*** Text section

Buddhism Is Not for Wimps

People come to Buddhism from many angles: wanting to learn meditation, mindfulness, or compassion. We’re drawn in through a need of self improvement. But unlike most self-help instruction, Buddhism does not cater to those who want to pamper themselves and coddle their fragile egos, their wants and desires. On the contrary, Buddhism chases those delusions right out of our heads.

In fact, Buddhism asks us to dig so deeply that we get to the very core of our being, and it’s not a pretty sight in there. It takes a lot of effort and hard work to shuck a lifetime of unskillful thinking habits, wasteful assumptions, and sources of unhappiness. We want to dispute it, to say, No, Buddha, you are so wrong. But look closely, and you’ll see the practice is spot on, sometimes painfully so.

Two of my favorite Buddhist books that spoke deeply to me, were hard-hitting, and to the point were The Buddha Said: Meeting the Difficulties of Life’s Challenges by OSHO, and Who Is My Self?: A Guide to Buddhist Meditation by Ayya Khema. Below are some of my favorite quotes from those book, quotes that really define Buddhist concepts and the work we have to do.

OSHO said  . . .

“Without self love, you can not love others. All you can give is your loneliness and unhappiness.”

“Consciousness is like a lake. With waves it becomes a mind, without waves it becomes a soul. . . . The lake can be without waves, but the waves cannot be without the lake. . . . Once the waves are no longer there, you are simply consciousness.”

******
*** Given records

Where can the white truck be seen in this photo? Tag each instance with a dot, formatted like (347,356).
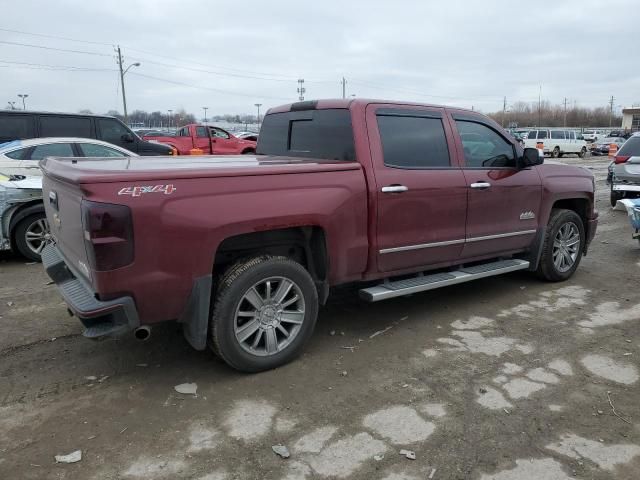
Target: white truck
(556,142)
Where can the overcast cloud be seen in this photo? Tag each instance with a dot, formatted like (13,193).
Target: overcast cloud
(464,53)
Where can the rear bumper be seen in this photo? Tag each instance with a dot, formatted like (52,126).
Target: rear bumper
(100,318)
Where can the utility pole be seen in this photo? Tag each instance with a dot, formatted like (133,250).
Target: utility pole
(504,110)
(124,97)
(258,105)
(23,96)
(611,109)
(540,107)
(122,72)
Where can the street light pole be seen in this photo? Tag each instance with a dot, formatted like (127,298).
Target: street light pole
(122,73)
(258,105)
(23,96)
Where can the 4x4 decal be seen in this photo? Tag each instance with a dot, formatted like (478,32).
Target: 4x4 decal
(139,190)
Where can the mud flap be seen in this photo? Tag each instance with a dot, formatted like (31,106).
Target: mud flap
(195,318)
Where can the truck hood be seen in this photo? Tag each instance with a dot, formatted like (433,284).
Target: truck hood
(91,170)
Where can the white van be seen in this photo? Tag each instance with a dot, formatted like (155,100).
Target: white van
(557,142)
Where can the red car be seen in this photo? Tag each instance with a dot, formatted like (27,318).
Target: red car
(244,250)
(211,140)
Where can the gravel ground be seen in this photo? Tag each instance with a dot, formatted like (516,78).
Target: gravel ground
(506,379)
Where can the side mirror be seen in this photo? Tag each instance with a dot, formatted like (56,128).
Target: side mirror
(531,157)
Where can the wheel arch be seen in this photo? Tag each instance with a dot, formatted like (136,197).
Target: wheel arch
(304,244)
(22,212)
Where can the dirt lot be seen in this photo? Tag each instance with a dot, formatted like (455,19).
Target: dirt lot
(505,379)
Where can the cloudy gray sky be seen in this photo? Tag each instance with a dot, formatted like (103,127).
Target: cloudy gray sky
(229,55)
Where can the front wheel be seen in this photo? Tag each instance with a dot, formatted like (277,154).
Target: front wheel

******

■ **Jobs**
**A.** Decide whether each statement agrees with the Buddhism article, answering yes or no and quoting the deciding words: (i) Buddhism caters to people who want to pamper themselves. (ii) Who Is My Self?: A Guide to Buddhist Meditation is by Ayya Khema. (iii) OSHO says the waves can be without the lake.
**B.** Format only the part of the entries that opens with the line containing "Where can the side" and runs through the last line of the entries as a Markdown table. Use the columns Row and Line, give each line its own row, and leave out blank lines.

■ **Completed exercise**
**A.**
(i) No: "Buddhism does not cater to those who want to pamper themselves"
(ii) Yes: "Who Is My Self?: A Guide to Buddhist Meditation by Ayya Khema"
(iii) No: "the waves cannot be without the lake"

**B.**
| Row | Line |
|---|---|
| 1 | Where can the side mirror be seen in this photo? Tag each instance with a dot, formatted like (56,128). |
| 2 | Target: side mirror |
| 3 | (531,157) |
| 4 | Where can the wheel arch be seen in this photo? Tag each instance with a dot, formatted like (136,197). |
| 5 | Target: wheel arch |
| 6 | (304,244) |
| 7 | (22,212) |
| 8 | Where can the dirt lot be seen in this photo? Tag each instance with a dot, formatted like (455,19). |
| 9 | Target: dirt lot |
| 10 | (505,379) |
| 11 | Where can the cloudy gray sky be seen in this photo? Tag each instance with a dot, formatted like (103,127). |
| 12 | Target: cloudy gray sky |
| 13 | (229,55) |
| 14 | Where can the front wheel be seen in this photo? Tag each instance with a dot, formatted like (277,154). |
| 15 | Target: front wheel |